▸ **What to do**
Every line of the data is to be output verbatim.

Top of Data to use

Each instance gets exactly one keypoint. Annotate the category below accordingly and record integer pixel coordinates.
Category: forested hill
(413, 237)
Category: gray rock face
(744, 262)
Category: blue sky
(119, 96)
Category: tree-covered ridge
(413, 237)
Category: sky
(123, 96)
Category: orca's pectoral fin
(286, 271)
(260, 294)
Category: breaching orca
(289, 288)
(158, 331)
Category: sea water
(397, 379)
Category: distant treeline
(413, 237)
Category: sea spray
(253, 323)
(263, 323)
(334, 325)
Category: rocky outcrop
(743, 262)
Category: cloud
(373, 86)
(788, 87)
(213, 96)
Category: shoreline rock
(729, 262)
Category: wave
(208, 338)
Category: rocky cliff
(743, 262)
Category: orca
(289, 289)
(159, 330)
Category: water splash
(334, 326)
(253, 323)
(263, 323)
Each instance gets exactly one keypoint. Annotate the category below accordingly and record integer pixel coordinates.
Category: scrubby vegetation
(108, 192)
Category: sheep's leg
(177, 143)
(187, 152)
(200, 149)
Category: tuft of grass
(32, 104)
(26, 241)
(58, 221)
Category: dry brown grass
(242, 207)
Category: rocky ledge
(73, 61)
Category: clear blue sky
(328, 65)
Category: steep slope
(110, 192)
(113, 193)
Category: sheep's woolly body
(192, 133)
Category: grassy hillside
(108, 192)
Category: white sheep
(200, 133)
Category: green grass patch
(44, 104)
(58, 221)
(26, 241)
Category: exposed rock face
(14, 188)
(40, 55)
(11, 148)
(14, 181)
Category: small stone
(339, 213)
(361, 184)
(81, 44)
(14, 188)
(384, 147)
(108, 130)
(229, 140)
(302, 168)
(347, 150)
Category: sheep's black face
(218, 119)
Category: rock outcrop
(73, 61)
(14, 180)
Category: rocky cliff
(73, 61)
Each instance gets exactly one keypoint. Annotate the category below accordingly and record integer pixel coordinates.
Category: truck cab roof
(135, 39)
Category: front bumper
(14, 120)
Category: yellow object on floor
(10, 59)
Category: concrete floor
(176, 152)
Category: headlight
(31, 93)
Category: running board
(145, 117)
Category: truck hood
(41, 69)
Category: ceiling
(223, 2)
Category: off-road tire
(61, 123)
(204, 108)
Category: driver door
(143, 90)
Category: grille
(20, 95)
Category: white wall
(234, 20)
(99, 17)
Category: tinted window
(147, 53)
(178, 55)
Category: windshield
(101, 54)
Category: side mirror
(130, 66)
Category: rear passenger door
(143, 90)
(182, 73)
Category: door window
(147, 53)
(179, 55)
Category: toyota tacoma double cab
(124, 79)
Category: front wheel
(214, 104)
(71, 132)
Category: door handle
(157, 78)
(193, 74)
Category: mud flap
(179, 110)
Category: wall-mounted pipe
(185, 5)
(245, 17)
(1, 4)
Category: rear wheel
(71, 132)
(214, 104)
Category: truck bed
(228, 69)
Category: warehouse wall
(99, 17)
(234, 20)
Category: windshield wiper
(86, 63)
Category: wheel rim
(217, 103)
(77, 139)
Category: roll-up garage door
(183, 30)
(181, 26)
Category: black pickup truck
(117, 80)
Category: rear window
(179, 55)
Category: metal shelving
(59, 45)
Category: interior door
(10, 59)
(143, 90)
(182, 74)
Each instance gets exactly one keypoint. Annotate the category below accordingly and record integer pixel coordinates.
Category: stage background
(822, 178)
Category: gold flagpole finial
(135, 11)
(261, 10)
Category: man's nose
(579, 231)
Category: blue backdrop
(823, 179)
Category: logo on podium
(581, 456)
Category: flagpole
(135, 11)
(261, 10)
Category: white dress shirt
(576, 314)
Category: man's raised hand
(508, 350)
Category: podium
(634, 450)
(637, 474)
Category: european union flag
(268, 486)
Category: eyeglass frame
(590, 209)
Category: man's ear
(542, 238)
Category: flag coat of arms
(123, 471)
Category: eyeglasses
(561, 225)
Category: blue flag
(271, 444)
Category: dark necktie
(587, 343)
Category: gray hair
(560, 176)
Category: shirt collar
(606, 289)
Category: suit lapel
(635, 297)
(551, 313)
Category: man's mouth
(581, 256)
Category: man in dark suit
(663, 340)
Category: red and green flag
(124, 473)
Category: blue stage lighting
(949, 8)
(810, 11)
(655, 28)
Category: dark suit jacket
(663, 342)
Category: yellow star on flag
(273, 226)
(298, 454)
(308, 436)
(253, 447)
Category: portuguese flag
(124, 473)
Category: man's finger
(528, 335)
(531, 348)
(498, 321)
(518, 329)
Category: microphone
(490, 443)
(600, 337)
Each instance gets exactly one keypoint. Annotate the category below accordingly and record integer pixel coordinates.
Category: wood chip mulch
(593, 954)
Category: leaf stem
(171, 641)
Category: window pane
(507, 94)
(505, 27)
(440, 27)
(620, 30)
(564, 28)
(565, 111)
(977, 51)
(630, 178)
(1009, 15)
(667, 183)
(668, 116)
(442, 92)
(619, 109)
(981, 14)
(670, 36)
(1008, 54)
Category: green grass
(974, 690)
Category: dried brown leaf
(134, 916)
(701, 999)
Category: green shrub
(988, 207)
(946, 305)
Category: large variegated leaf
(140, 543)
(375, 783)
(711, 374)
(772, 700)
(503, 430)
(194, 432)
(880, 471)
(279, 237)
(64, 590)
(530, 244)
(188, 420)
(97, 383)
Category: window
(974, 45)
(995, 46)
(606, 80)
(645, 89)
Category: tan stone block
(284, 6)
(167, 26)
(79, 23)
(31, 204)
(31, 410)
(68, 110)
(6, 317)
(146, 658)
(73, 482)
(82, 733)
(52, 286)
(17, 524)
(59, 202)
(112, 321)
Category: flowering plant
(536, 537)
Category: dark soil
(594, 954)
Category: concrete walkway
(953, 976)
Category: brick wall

Bottom of Data to use

▸ **Written answer**
Each instance gets exactly one keypoint. Annotate the category below accordingly and record integer pixel coordinates.
Category: forested hill
(413, 237)
Category: gray rock face
(744, 262)
Category: blue sky
(119, 96)
Category: tree-covered ridge
(413, 237)
Category: sky
(123, 96)
Category: orca's pectoral fin
(286, 271)
(260, 294)
Category: breaching orca
(289, 288)
(158, 331)
Category: sea water
(397, 379)
Category: distant treeline
(413, 237)
Category: sea spray
(253, 323)
(263, 323)
(334, 325)
Category: rocky outcrop
(743, 262)
Category: cloud
(373, 86)
(788, 87)
(213, 96)
Category: shoreline rock
(729, 262)
Category: wave
(208, 338)
Category: rocky cliff
(743, 262)
Category: orca
(289, 289)
(159, 330)
Category: water splash
(334, 326)
(253, 323)
(263, 323)
Each instance gets exactly one keypoint. Annotate the category below accordingly and record integer pixel coordinates.
Category: scrubby vegetation
(108, 192)
Category: sheep's leg
(177, 143)
(187, 152)
(200, 149)
Category: tuft of grass
(32, 104)
(26, 241)
(58, 221)
Category: dry brown grass
(242, 207)
Category: rocky ledge
(73, 61)
Category: clear blue sky
(328, 65)
Category: steep slope
(110, 192)
(113, 193)
Category: sheep's woolly body
(192, 133)
Category: grassy hillside
(108, 192)
Category: white sheep
(200, 133)
Category: green grass patch
(44, 104)
(58, 221)
(26, 241)
Category: exposed rock face
(14, 188)
(40, 55)
(11, 148)
(14, 181)
Category: small stone
(339, 213)
(361, 184)
(81, 44)
(14, 188)
(384, 147)
(108, 130)
(229, 140)
(302, 168)
(347, 150)
Category: sheep's black face
(218, 119)
Category: rock outcrop
(73, 61)
(14, 180)
Category: rocky cliff
(73, 61)
Each instance gets exactly one keypoint. Annotate the category below accordingly and record integer pixel coordinates.
Category: truck cab roof
(135, 39)
Category: front bumper
(14, 120)
Category: yellow object on floor
(10, 59)
Category: concrete floor
(176, 152)
Category: headlight
(31, 93)
Category: running board
(145, 117)
Category: truck hood
(41, 69)
Category: ceiling
(223, 2)
Category: off-road tire
(61, 123)
(204, 108)
Category: driver door
(143, 90)
Category: grille
(20, 95)
Category: white wall
(234, 20)
(99, 17)
Category: tinted window
(147, 53)
(178, 55)
Category: windshield
(101, 54)
Category: side mirror
(130, 66)
Category: rear passenger door
(143, 90)
(182, 73)
Category: door window
(147, 53)
(179, 55)
Category: toyota tacoma double cab
(124, 79)
Category: front wheel
(214, 104)
(71, 132)
Category: door handle
(157, 78)
(193, 74)
Category: mud flap
(179, 110)
Category: wall-mounted pipe
(185, 5)
(245, 17)
(1, 4)
Category: rear wheel
(71, 132)
(214, 104)
Category: truck bed
(228, 69)
Category: warehouse wall
(99, 17)
(234, 20)
Category: windshield wiper
(86, 63)
Category: wheel rim
(217, 103)
(77, 139)
Category: roll-up garage door
(183, 30)
(181, 26)
Category: black pickup truck
(117, 80)
Category: rear window
(179, 55)
Category: metal shelving
(59, 45)
Category: interior door
(10, 59)
(143, 90)
(182, 74)
Each instance gets exactly one keypoint. Annotate the category below accordingly and record integer pixel coordinates.
Category: stage background
(822, 178)
Category: gold flagpole finial
(135, 11)
(261, 10)
Category: man's nose
(579, 231)
Category: blue backdrop
(823, 179)
Category: logo on podium
(581, 456)
Category: flagpole
(135, 11)
(261, 10)
Category: white dress shirt
(576, 314)
Category: man's raised hand
(508, 350)
Category: podium
(634, 450)
(637, 474)
Category: european union flag
(268, 486)
Category: eyeglass frame
(590, 209)
Category: man's ear
(542, 238)
Category: flag coat of arms
(123, 471)
Category: eyeglasses
(561, 225)
Category: blue flag
(271, 444)
Category: dark necktie
(587, 343)
Category: gray hair
(560, 176)
Category: shirt collar
(606, 289)
Category: suit lapel
(635, 297)
(551, 313)
Category: man's mouth
(581, 256)
Category: man in dark suit
(663, 340)
Category: red and green flag
(124, 473)
Category: blue stage lighting
(949, 8)
(810, 11)
(655, 28)
Category: dark suit jacket
(663, 342)
Category: yellow star on flag
(273, 226)
(298, 454)
(308, 436)
(253, 447)
Category: portuguese flag
(124, 473)
Category: man's finger
(528, 335)
(531, 348)
(498, 321)
(518, 329)
Category: microphone
(490, 443)
(600, 337)
Each instance gets exactly one keypoint. Annotate the category below accordingly and record integer pixel coordinates.
Category: wood chip mulch
(593, 954)
Category: leaf stem
(171, 641)
Category: window pane
(507, 94)
(505, 27)
(440, 27)
(620, 30)
(564, 28)
(565, 111)
(977, 51)
(630, 178)
(1009, 15)
(667, 183)
(668, 116)
(442, 92)
(619, 109)
(981, 14)
(670, 36)
(1008, 54)
Category: green grass
(974, 690)
Category: dried brown leaf
(134, 916)
(701, 999)
Category: green shrub
(988, 207)
(946, 305)
Category: large variegated leaf
(140, 543)
(375, 783)
(711, 374)
(772, 700)
(503, 430)
(194, 432)
(880, 471)
(279, 237)
(64, 590)
(530, 244)
(188, 420)
(97, 383)
Category: window
(974, 45)
(995, 46)
(606, 80)
(645, 89)
Category: tan stone block
(284, 6)
(167, 26)
(79, 23)
(31, 204)
(31, 410)
(68, 110)
(6, 317)
(146, 658)
(73, 482)
(82, 733)
(52, 286)
(17, 524)
(59, 202)
(112, 321)
Category: flowering plant
(536, 537)
Category: dark soil
(594, 954)
Category: concrete walkway
(953, 976)
Category: brick wall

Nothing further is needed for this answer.